Point localization data:

- - -

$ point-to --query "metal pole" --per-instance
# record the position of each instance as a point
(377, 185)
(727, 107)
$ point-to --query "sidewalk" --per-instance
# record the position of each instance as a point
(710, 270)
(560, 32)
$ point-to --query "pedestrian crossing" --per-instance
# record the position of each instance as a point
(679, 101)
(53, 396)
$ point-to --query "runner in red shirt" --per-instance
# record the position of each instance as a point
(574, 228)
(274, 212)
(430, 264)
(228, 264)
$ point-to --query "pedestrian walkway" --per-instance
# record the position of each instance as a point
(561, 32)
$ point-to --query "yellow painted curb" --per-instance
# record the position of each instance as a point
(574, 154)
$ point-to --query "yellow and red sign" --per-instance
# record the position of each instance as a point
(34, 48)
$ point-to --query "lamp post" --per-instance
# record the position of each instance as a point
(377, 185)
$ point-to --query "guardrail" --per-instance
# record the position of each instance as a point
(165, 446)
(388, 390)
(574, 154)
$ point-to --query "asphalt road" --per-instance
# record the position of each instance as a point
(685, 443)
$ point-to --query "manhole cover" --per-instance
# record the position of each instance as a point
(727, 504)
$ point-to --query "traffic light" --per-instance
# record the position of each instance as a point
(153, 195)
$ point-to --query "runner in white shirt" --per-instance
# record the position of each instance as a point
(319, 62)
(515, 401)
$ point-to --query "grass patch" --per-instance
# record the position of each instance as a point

- - -

◆ **EXERCISE GOAL**: Where in the records above does the word "shirt" appear? Copy each line that holds it.

◆ **RESPONSE AREA**:
$ point-to --query "runner in red shirt" --per-instance
$ point-to --query "runner in white shirt" --per-instance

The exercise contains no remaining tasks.